Exercise requirements: Take the line that contains "For every instance of the light" and each line after it in the material below, and transcribe them exactly, stopping at the end.

** Start of Records **

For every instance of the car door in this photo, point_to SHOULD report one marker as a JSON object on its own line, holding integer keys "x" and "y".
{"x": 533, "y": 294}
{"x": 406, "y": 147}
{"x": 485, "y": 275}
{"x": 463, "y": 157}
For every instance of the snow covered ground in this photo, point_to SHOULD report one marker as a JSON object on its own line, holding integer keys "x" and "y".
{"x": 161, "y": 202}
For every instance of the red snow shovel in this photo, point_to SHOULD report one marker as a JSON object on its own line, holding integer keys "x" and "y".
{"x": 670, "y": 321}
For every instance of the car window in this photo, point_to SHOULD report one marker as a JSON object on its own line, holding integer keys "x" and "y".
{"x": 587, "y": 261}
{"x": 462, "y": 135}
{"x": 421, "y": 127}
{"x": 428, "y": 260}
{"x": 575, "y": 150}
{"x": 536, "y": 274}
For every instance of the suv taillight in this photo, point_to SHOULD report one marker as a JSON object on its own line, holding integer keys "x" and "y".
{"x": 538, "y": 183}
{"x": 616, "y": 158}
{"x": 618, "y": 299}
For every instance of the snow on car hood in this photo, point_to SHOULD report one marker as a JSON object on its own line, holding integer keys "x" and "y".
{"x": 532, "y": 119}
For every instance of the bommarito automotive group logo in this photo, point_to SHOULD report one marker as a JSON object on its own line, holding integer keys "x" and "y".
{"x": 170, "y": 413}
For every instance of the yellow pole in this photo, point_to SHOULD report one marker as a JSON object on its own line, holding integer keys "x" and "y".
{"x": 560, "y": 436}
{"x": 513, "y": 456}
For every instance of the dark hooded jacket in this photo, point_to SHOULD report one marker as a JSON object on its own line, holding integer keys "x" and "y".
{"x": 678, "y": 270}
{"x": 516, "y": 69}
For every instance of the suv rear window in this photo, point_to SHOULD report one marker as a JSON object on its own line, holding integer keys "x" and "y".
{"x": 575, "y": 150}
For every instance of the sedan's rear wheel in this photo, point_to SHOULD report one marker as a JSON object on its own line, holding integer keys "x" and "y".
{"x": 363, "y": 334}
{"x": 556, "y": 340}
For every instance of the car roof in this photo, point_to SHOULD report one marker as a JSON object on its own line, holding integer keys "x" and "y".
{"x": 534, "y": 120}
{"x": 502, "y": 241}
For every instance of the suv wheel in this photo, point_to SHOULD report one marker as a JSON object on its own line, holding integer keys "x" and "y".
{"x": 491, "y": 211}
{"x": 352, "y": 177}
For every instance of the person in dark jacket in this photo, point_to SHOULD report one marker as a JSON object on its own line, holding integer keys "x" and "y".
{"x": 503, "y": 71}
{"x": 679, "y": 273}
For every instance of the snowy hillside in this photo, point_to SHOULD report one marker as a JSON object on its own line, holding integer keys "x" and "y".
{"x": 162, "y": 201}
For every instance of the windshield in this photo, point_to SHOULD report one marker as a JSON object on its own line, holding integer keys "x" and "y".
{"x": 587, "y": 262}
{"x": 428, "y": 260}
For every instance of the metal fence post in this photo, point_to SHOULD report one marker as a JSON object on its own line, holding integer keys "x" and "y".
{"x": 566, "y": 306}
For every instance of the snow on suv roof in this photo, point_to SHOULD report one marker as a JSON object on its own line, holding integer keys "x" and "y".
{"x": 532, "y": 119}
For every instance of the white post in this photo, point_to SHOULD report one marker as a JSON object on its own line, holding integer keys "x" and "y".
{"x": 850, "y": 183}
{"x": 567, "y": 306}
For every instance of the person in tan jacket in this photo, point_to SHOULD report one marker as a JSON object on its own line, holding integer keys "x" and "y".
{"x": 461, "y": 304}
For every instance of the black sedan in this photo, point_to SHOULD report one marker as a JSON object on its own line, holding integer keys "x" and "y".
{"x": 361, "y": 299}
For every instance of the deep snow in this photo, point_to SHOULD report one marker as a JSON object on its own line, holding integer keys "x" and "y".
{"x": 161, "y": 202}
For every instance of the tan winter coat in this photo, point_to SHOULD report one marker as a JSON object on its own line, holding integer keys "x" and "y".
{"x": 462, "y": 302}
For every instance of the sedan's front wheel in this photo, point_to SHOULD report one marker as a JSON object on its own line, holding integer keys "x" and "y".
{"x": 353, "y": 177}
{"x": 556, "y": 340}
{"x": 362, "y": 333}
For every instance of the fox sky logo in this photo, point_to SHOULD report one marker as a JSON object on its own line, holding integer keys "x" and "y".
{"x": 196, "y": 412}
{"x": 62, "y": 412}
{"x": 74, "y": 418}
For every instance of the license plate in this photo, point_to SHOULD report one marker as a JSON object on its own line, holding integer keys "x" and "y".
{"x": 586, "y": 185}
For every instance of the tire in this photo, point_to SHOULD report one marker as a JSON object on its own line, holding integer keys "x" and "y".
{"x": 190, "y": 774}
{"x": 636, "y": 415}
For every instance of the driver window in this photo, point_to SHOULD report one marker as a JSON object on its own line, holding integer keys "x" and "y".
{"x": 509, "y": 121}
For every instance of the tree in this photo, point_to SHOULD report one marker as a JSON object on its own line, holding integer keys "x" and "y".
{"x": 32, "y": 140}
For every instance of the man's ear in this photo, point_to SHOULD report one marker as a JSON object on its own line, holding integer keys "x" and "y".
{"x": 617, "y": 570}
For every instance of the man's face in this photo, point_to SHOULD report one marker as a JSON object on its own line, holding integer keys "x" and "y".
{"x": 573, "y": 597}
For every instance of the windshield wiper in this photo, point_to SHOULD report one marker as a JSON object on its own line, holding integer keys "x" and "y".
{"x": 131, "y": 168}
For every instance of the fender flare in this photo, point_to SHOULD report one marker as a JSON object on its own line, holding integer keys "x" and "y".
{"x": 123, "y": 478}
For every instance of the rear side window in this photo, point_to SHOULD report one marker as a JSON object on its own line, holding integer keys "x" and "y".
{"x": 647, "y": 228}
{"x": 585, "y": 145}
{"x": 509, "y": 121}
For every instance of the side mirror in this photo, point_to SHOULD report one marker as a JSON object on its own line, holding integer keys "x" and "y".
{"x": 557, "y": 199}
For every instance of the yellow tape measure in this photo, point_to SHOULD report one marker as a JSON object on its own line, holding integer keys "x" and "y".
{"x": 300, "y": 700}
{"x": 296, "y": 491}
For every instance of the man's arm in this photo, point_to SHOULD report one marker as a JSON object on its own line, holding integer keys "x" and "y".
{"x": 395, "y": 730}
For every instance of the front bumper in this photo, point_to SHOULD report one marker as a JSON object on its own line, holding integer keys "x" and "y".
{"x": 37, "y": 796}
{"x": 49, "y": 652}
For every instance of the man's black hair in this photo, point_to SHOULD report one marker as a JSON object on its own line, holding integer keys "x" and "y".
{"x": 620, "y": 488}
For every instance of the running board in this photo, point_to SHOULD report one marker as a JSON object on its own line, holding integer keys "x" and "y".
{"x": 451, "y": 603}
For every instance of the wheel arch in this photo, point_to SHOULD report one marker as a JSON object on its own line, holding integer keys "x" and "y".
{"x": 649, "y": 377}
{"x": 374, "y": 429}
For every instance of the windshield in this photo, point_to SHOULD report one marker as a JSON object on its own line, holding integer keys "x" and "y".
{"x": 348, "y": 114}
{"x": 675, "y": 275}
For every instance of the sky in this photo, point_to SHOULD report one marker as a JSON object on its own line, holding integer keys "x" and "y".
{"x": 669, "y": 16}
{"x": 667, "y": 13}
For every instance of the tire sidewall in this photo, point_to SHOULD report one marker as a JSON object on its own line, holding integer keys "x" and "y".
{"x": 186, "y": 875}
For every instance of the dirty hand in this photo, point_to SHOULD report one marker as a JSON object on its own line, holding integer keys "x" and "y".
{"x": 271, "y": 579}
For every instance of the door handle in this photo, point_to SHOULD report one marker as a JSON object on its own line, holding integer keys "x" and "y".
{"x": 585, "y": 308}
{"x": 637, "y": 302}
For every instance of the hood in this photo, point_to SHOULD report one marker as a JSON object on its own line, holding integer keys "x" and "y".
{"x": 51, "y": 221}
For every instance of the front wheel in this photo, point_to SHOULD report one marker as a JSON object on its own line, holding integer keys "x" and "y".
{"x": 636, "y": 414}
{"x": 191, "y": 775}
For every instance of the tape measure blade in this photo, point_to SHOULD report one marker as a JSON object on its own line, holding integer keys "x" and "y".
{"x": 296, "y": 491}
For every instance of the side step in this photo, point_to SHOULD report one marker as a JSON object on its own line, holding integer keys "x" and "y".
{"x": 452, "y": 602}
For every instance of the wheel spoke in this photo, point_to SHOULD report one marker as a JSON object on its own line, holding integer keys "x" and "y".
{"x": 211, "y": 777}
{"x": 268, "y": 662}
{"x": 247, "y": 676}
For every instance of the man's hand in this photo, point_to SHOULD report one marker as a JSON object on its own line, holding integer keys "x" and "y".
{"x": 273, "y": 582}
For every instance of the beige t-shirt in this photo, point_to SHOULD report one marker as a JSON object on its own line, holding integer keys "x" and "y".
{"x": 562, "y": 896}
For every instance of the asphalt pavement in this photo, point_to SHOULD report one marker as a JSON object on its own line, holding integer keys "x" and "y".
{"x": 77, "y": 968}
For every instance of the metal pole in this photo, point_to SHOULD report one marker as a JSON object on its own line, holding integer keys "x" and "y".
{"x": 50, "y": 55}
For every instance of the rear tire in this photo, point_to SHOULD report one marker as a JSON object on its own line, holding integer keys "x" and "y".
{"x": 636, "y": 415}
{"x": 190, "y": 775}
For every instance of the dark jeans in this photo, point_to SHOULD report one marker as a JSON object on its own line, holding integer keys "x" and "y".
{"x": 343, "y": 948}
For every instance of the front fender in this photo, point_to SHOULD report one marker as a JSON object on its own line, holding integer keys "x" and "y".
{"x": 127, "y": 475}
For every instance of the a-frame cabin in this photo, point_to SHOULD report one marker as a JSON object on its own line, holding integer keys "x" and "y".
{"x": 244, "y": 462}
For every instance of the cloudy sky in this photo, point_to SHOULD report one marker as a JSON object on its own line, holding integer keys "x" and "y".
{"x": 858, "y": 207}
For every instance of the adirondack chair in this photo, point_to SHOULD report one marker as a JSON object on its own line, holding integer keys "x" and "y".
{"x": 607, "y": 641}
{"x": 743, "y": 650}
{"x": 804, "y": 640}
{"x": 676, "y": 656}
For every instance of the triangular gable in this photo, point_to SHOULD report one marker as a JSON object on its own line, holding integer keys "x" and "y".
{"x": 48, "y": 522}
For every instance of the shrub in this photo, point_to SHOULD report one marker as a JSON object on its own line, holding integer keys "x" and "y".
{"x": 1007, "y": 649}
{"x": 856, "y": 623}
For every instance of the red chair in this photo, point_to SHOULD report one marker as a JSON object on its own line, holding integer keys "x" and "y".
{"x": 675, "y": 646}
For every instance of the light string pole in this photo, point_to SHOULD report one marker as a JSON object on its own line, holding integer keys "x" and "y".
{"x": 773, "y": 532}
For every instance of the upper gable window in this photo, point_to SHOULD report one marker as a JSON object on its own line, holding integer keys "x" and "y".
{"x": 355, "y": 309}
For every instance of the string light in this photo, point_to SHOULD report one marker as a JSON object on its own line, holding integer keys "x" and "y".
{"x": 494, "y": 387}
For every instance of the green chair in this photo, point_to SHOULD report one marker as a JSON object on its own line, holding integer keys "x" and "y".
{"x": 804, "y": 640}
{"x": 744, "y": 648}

** End of Records **

Final result:
For every instance of the light string pole in this photo, point_to SHOULD report one marker as a JSON object on its own line, holding integer keys "x" and "y".
{"x": 773, "y": 532}
For every instance of the upper gable window in this photo, point_to SHOULD report one marker as a JSON object on its own line, holding integer keys "x" and "y".
{"x": 355, "y": 309}
For every instance of the string light in this photo, point_to SHOULD report one marker as a JSON object on its own line, holding integer keys "x" and "y".
{"x": 494, "y": 387}
For every instance of the green chair in this photo, point_to SHOULD report one marker as a JSON object on its own line, holding integer keys "x" and "y".
{"x": 804, "y": 640}
{"x": 744, "y": 648}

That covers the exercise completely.